→ Task instructions
Restate the listing below word for word, omitting any images.

→ Data to process
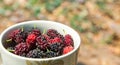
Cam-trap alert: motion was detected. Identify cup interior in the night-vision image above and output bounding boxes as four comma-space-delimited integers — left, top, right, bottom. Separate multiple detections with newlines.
0, 20, 81, 61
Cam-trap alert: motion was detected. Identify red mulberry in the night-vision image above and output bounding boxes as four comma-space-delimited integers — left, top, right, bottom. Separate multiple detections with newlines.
14, 43, 29, 56
36, 35, 49, 50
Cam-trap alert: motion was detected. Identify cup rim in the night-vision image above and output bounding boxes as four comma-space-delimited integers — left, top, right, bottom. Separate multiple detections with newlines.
0, 20, 81, 61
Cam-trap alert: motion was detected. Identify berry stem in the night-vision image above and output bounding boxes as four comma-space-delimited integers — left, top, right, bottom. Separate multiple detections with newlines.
21, 26, 24, 32
34, 24, 37, 29
63, 29, 66, 34
42, 29, 46, 34
7, 48, 15, 52
6, 39, 12, 42
46, 48, 50, 52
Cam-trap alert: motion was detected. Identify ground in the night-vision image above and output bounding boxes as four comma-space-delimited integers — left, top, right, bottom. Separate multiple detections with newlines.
0, 0, 120, 65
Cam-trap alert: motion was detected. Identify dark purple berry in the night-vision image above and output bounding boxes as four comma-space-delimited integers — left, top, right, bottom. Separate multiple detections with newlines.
14, 34, 24, 43
47, 29, 64, 44
26, 49, 45, 58
21, 31, 28, 40
8, 29, 28, 43
8, 29, 21, 40
49, 43, 64, 54
20, 53, 26, 57
47, 29, 59, 38
45, 51, 59, 58
31, 29, 41, 36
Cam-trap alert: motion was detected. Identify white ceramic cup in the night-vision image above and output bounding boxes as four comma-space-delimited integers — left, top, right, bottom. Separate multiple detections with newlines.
0, 20, 81, 65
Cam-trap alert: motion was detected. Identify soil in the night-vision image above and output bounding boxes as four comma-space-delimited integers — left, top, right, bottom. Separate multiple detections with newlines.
0, 0, 120, 65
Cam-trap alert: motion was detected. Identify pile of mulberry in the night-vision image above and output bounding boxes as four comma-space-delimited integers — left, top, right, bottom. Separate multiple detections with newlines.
6, 27, 74, 58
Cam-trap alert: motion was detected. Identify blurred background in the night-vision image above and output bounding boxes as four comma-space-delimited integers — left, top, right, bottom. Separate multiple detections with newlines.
0, 0, 120, 65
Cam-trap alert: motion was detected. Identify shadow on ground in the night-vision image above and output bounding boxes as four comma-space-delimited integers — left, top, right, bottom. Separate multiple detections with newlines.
77, 62, 86, 65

→ Your response
Cam-trap alert: motion was detected. Identify cup interior in the night-vision image above and output bounding boxes as four comma-space-delimited integers — left, top, right, bottom. Separate multiple detections with newlines.
0, 20, 81, 61
Cam-trap alert: motion was detected. Identify red mulberry in the night-vision image above and output bounding boxes as four comma-space-delimited integers — left, top, right, bottom. Separate multiple detections with newlines.
14, 43, 29, 56
36, 35, 49, 50
Cam-trap alert: motion was detected. Identify cup rim in the night-vision image above and output bounding boxes as four comma-space-delimited integers — left, top, right, bottom. Separate multiple detections with newlines.
0, 20, 81, 61
Cam-trap alert: motion was detected. Identify berry stem in the night-vision image above and output bounding boxes as four comma-space-delimited integers — left, top, right, bottom. Separate multiple detections with newlines.
21, 26, 24, 32
34, 24, 37, 29
63, 29, 66, 34
42, 29, 46, 34
7, 48, 15, 52
6, 39, 12, 42
46, 48, 50, 52
Cam-trap alert: motion was detected. Identify ground in the night-vision image above and output bounding boxes as four comma-space-delimited integers — left, top, right, bottom. Separate multiple detections with newlines.
0, 0, 120, 65
Cam-trap alert: motion was detected. Identify dark purple berry in the night-vision image above and output bounding boxes as four comma-space-delimited integers — left, top, right, bottom. Separate multiple detections with newlines.
14, 34, 24, 43
47, 29, 64, 44
26, 49, 45, 58
21, 31, 28, 40
8, 29, 28, 43
8, 29, 21, 40
49, 43, 64, 54
20, 53, 26, 57
47, 29, 59, 38
45, 51, 59, 58
31, 29, 41, 36
Cam-trap alert: motion was detected. Identify white ceramic cup in the night-vision image above and output bounding boxes as four comma-space-delimited integers — left, top, right, bottom. Separate multiple detections with newlines.
0, 20, 81, 65
Cam-trap alert: motion was detected. Identify soil in the night-vision image above and output bounding boxes as four comma-space-delimited integers — left, top, right, bottom. Separate multiple detections with newlines.
0, 0, 120, 65
Cam-trap alert: motion was detected. Identify pile of mulberry in the night-vision image above and output bounding boxes as four comma-space-delimited integers — left, top, right, bottom. Separate multiple detections with newlines.
6, 27, 74, 58
Cam-trap alert: motion was detected. Identify blurred background in the night-vision image above and output bounding boxes as four comma-space-delimited integers — left, top, right, bottom. Separate multiple detections with newlines.
0, 0, 120, 65
Cam-trap alert: motion was detected. Identify shadow on ground in the night-vision image above and output bounding boxes as four comma-space-delimited integers — left, top, right, bottom. Separate multiple detections with newlines.
77, 62, 86, 65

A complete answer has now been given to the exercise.